• _Exercises_:
1: Which sources of change does the estate planning update list as able to affect a person's estate planning and asset and wealth management?
2: Duplicate the part of the estate planning update that opens with the words containing "1. Taxation of" and closes with "has been addressed.".

start Passage shown

Annual Estate Planning Update - March 2013

Every year, changes occur that potentially impact on an individual's deliberate or inadvertent estate planning and asset & wealth management generally.  Those changes can come from 3 sources, ie changes to:

  • the individual's own circumstances, such as the commencement or cessation of a domestic relationship of a family member or the transfer of wealth away from personal ownership, eg into superannuation or a family trust
  • governing laws
  • the interpretation of governing laws by the Courts or revenue authorities such as the ATO.

The purpose of this blog and update is to highlight the impact that 9 of the latter 2 groups of changes over the past year have had on an Australian resident's estate planning and asset & wealth management.

1. Taxation of Superannuation after a Fund Member's Death

The federal Government has decided to address (unfortunately only) one of the many practitioner and community concerns raised following the release of an ATO draft ruling in mid 2011.  While death benefit taxes remain a reality for most adult children receiving superannuation death benefits from their parents' member entitlements, the situation in terms of taxation of an SMSF or other superannuation fund immediately after the death of a fund member has been addressed.

end Passage shown
start Records supplied

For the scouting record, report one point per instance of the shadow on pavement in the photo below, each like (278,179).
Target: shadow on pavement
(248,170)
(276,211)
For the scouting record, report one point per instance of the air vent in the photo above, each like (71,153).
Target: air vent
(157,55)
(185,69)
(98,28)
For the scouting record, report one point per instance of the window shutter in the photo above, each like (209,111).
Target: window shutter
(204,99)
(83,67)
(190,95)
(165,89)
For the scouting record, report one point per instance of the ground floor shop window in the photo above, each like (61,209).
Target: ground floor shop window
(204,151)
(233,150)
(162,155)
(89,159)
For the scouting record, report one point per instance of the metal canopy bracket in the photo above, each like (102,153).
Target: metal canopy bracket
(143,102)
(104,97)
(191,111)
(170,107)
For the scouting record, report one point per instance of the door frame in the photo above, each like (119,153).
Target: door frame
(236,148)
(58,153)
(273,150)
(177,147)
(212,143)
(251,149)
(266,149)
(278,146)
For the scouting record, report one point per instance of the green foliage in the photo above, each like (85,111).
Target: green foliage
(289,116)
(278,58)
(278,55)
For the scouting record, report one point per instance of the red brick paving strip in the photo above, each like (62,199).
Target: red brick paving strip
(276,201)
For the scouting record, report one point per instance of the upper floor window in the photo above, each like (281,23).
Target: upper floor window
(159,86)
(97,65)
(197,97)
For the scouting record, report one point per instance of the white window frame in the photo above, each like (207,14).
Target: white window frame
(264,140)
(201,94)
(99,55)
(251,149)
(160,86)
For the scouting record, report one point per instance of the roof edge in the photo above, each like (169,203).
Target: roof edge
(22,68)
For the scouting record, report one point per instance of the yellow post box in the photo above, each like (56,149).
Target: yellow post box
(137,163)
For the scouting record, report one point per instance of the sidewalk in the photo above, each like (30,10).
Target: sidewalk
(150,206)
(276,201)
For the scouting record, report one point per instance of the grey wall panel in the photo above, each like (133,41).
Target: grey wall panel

end Records supplied

• _Task solutions_:
1:
- Changes to the individual's own circumstances, such as the start or end of a family member's domestic relationship, or a transfer of wealth away from personal ownership (for example, into superannuation or a family trust)
- Changes to governing laws
- Changes to how the Courts or revenue authorities such as the ATO interpret governing laws

2:
1. Taxation of Superannuation after a Fund Member's Death

The federal Government has decided to address (unfortunately only) one of the many practitioner and community concerns raised following the release of an ATO draft ruling in mid 2011.  While death benefit taxes remain a reality for most adult children receiving superannuation death benefits from their parents' member entitlements, the situation in terms of taxation of an SMSF or other superannuation fund immediately after the death of a fund member has been addressed.